Given problem:
In the listing below, express the lines starting at the line containing "Question. The photograph above contains instances of the mulch" and ending at the line containing "(1195, 500)", both included, as a JSON list of strings with one string per line and blank lines left out. Cover only those lines.

━━━ Dataset rows

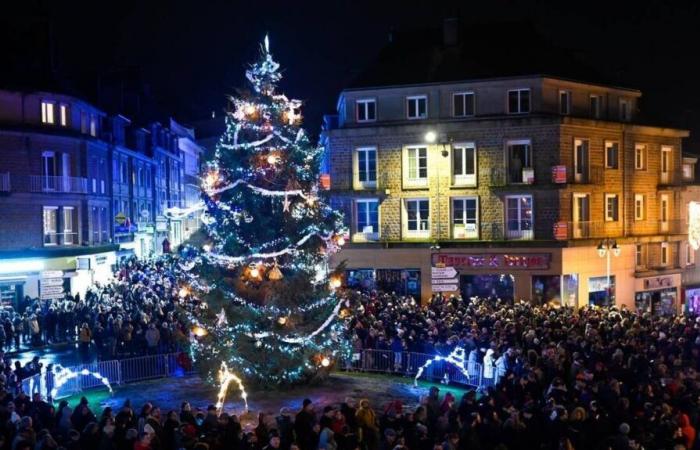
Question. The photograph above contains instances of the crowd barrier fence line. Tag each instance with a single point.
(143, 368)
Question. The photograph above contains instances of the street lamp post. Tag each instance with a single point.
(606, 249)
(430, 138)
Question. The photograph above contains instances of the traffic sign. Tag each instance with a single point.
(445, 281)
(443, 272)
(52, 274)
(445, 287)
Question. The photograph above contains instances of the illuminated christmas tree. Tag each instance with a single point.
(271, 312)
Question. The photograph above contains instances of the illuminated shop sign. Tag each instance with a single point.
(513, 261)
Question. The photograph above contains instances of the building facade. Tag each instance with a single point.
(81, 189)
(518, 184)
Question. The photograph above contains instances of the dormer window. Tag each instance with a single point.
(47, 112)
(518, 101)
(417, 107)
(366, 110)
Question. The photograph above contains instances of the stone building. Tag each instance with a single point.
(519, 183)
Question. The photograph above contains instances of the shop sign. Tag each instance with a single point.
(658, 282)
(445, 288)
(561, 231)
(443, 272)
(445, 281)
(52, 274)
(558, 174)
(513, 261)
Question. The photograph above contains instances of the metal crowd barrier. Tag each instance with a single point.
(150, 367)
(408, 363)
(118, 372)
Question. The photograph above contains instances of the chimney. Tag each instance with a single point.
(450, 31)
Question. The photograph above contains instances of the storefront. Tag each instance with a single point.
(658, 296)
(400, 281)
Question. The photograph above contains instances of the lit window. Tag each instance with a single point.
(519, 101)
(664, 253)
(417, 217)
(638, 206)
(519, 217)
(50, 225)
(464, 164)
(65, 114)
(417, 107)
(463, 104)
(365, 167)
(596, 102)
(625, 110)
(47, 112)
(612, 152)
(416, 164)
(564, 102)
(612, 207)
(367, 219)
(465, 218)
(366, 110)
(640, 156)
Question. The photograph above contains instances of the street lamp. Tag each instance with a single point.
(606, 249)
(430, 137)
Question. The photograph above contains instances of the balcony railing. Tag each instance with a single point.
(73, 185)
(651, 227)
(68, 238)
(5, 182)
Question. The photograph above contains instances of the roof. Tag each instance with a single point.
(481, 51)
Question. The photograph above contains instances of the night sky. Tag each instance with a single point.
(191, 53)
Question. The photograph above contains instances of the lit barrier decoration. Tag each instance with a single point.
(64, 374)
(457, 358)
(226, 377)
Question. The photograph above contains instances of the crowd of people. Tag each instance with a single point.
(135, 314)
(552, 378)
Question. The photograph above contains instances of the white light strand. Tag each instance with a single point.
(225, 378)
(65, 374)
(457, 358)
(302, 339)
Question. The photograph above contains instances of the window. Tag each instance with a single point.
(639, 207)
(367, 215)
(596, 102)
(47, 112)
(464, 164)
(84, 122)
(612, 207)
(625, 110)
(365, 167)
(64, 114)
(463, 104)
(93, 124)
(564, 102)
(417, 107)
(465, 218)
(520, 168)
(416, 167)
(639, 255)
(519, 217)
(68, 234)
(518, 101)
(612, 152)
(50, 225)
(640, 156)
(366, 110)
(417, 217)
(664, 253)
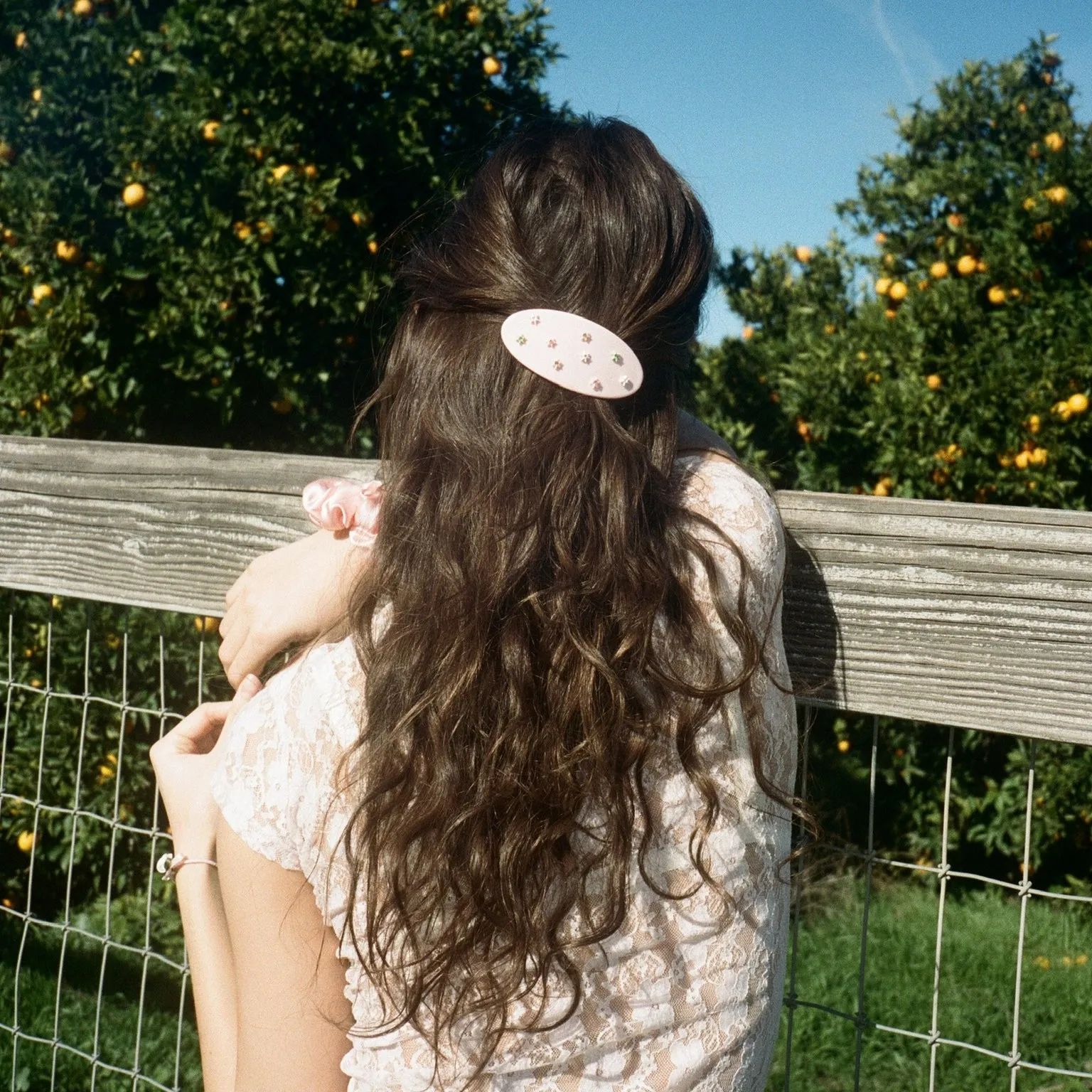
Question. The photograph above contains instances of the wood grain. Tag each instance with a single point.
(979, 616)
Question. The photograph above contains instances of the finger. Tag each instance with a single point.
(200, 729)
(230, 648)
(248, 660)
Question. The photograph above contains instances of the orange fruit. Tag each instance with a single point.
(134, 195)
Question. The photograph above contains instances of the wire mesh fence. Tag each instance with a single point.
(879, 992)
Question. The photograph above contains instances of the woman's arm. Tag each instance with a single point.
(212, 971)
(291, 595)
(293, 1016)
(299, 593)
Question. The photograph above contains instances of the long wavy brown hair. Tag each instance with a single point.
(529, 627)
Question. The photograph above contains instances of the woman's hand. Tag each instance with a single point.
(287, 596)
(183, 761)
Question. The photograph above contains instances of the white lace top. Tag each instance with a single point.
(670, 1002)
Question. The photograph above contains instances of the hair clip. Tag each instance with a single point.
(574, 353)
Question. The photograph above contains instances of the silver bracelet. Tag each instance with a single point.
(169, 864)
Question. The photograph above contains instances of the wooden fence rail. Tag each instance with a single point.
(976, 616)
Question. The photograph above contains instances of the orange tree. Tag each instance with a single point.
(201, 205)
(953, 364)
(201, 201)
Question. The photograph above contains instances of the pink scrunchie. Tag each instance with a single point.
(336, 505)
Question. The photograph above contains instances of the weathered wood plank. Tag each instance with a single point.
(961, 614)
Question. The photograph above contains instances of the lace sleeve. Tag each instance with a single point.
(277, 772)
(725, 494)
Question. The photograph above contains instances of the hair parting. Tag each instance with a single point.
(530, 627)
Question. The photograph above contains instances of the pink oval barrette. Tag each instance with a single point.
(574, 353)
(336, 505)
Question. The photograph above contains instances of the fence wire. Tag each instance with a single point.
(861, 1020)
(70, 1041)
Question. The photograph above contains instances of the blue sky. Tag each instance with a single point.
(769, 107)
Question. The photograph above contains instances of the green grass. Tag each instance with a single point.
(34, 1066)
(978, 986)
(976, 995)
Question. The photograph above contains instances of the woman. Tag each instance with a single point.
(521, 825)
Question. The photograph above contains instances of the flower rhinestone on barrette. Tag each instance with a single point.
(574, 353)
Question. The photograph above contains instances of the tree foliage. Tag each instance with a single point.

━━━━━━
━━━ Dataset rows

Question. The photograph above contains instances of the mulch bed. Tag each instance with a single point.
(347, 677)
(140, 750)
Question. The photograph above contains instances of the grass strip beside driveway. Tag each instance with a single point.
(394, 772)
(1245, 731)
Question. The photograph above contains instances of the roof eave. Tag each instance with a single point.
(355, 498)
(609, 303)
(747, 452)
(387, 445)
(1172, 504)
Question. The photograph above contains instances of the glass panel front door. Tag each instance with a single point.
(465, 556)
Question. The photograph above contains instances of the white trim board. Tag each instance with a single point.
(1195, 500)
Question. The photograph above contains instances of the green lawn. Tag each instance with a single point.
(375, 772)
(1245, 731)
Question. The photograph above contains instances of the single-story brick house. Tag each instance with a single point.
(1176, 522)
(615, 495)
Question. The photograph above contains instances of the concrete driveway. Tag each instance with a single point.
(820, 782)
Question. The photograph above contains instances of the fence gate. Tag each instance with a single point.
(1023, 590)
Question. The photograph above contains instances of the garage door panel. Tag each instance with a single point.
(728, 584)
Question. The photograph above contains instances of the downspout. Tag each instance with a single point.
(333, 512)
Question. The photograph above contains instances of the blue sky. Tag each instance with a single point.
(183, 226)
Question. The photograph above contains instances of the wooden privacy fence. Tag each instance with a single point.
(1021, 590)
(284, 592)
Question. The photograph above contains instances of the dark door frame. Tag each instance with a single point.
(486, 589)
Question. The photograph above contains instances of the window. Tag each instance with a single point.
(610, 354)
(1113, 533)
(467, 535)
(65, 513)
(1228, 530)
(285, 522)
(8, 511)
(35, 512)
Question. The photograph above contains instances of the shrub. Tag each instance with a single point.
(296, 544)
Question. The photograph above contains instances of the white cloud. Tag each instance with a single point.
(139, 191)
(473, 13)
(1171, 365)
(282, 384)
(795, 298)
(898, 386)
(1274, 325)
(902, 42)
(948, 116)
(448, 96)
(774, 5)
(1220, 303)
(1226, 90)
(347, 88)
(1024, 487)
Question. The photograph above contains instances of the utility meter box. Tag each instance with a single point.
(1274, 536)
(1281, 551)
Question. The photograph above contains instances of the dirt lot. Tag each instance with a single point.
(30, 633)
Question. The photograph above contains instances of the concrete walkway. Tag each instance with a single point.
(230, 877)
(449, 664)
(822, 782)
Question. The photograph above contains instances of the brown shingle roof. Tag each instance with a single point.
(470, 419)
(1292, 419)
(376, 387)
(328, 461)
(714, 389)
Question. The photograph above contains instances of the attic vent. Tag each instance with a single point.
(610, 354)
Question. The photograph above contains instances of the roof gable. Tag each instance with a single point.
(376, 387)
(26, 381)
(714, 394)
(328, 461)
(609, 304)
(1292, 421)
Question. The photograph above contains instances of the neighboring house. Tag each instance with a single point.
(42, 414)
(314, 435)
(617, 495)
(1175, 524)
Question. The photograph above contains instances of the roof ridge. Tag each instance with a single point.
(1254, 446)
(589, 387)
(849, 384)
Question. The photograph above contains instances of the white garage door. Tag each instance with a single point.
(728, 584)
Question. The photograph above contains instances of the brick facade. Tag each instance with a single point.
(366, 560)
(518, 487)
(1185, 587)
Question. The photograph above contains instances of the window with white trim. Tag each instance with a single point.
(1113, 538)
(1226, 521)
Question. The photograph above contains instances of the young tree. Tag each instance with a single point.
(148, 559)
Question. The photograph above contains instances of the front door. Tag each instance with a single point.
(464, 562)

━━━━━━
━━━ Dataset rows

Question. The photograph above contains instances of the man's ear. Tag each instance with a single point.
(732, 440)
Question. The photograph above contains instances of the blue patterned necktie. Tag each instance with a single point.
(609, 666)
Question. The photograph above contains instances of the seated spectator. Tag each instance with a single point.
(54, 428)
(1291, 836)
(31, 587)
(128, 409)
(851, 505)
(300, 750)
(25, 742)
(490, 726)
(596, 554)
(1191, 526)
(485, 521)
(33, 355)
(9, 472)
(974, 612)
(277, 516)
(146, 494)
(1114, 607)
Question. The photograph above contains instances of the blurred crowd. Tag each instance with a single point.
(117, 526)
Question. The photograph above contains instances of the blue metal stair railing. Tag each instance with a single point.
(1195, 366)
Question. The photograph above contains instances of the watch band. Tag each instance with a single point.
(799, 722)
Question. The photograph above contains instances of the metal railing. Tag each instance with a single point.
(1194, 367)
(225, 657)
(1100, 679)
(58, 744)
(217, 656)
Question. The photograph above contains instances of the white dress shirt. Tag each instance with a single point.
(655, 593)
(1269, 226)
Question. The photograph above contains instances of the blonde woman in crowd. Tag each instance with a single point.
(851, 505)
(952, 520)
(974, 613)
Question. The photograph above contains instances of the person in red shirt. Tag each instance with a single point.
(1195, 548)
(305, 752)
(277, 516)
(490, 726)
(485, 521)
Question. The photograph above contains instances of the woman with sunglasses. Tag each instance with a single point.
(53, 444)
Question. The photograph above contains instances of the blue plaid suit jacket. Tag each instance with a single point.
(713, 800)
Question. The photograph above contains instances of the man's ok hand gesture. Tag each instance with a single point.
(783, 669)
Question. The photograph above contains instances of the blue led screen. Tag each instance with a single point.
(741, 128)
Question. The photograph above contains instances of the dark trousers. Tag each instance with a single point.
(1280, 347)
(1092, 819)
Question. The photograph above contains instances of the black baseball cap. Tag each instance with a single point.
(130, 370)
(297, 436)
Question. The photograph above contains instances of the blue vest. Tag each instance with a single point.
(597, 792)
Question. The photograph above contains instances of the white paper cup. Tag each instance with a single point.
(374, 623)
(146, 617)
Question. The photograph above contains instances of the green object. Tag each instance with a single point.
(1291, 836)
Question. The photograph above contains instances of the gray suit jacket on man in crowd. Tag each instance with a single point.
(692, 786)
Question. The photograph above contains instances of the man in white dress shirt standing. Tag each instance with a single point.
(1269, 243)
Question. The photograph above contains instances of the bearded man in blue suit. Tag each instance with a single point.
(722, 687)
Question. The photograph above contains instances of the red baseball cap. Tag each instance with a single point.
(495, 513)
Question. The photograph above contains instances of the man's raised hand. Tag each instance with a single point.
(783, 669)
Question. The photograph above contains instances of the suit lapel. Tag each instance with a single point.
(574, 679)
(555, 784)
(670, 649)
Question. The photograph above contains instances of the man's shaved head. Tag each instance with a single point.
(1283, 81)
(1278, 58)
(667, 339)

━━━━━━

Task result:
[
  "Question. The photograph above contains instances of the mulch bed. Tag each instance with a single point.",
  "(347, 677)",
  "(140, 750)",
  "Question. The photograph above contains instances of the grass strip beside driveway. Tag each instance with a single point.",
  "(394, 772)",
  "(1245, 731)",
  "Question. The photograph above contains instances of the roof eave. Tag each instance with a single point.",
  "(355, 498)",
  "(609, 303)",
  "(747, 452)",
  "(387, 445)",
  "(1172, 504)",
  "Question. The photograph above contains instances of the glass panel front door. Tag each instance with a single point.",
  "(465, 556)",
  "Question. The photograph above contains instances of the white trim board. Tag each instance with a single point.",
  "(1195, 500)"
]